> _DOCUMENT EXCERPT_

Henry Kelsey Heads West

Henry Kelsey - "the Boy Kelsey"

Voyageurs Henry Kelsey - "the Boy Kelsey"

Henry Kelsey was the first white man to see the Canadian prairies. In 1692, Kelsey received little in the way of public recognition when he completed an epic, groundbreaking inland journey to the Saskatchewan River and Assiniboine country.

As a young man, Kelsey's remarkable ability to travel peacefully and respectfully among First Nations peoples, his facility for learning their languages, customs and survival skills, his tenacity, fearlessness and adventurous spirit failed to impress his Hudson's Bay Company employers. Kelsey's early expedition reports remained a Company secret and his journals were left to gather dust. It was only in his later years, as a more sedate HBC administrator and ultimately, a Governor of the famous fur trading empire, that Kelsey earned professional respect and generous financial compensation. And it was not until the 20th century, and the discovery of Kelsey's own journals, that the true accomplishments of this shadowy historical figure were revealed.

> _DATA ENTRIES_

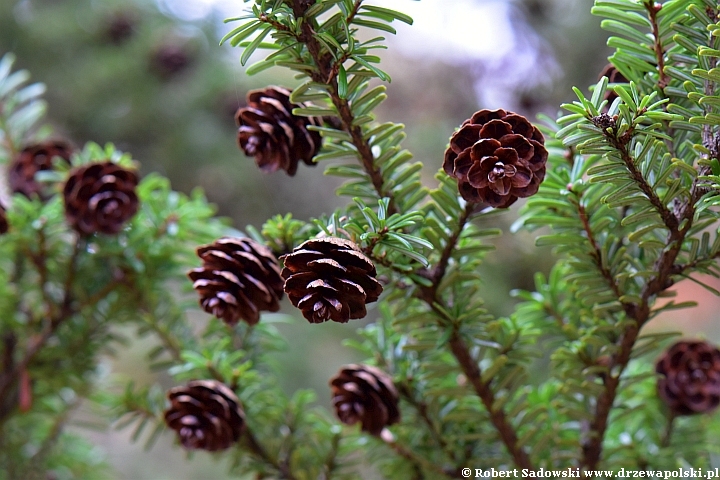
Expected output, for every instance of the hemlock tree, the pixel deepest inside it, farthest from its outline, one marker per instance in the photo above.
(625, 183)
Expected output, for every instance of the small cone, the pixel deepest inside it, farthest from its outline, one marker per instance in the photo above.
(690, 377)
(33, 159)
(330, 279)
(206, 415)
(367, 395)
(100, 198)
(496, 157)
(270, 132)
(239, 279)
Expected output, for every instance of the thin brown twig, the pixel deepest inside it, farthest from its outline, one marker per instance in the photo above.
(640, 312)
(261, 452)
(418, 460)
(38, 341)
(596, 252)
(421, 409)
(324, 64)
(657, 47)
(461, 352)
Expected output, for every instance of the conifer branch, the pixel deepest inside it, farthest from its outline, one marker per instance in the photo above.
(323, 74)
(259, 451)
(461, 352)
(658, 48)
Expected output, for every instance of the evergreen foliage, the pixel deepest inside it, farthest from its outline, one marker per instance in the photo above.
(629, 204)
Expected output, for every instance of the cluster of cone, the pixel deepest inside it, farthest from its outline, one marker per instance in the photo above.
(207, 415)
(98, 197)
(326, 278)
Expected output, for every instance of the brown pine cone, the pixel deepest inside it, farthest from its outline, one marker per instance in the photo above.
(367, 395)
(330, 279)
(270, 132)
(690, 381)
(4, 227)
(32, 159)
(239, 279)
(206, 415)
(496, 157)
(100, 198)
(614, 76)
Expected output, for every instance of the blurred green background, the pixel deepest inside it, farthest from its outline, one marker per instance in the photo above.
(150, 77)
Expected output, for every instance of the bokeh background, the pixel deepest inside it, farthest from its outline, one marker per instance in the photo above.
(149, 76)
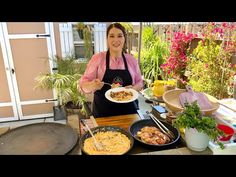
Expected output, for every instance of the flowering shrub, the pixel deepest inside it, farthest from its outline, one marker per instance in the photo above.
(210, 66)
(177, 62)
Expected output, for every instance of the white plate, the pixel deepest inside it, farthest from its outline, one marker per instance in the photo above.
(118, 89)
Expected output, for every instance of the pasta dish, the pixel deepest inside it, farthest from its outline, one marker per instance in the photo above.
(121, 96)
(113, 143)
(152, 135)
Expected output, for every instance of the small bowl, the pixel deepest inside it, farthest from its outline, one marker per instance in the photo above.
(229, 132)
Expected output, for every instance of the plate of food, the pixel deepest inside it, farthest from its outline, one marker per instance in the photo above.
(121, 95)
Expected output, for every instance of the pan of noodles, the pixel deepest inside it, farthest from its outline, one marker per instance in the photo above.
(113, 141)
(147, 133)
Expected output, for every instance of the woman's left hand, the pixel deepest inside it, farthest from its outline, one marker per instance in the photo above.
(132, 87)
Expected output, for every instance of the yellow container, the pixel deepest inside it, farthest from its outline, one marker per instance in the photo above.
(158, 88)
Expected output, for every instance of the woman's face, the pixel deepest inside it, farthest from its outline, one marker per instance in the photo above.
(115, 40)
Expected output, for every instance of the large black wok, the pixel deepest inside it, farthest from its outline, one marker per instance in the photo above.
(39, 139)
(138, 125)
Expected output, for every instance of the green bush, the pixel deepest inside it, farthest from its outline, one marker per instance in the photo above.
(210, 65)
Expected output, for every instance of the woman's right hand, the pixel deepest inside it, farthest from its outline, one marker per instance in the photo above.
(97, 84)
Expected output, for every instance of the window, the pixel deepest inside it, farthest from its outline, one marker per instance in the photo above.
(79, 43)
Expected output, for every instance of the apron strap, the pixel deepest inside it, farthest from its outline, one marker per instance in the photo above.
(108, 61)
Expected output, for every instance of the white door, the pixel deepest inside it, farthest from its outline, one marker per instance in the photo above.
(25, 52)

> _TASK TO CARRY OUT_
List each of the young Kelsey's qualities that, according to the Henry Kelsey text, failed to impress his Hudson's Bay Company employers. The rows come from a different source than the Henry Kelsey text.

> _REPLY_
- His ability to travel peacefully and respectfully among First Nations peoples
- His facility for learning their languages, customs and survival skills
- His tenacity
- His fearlessness
- His adventurous spirit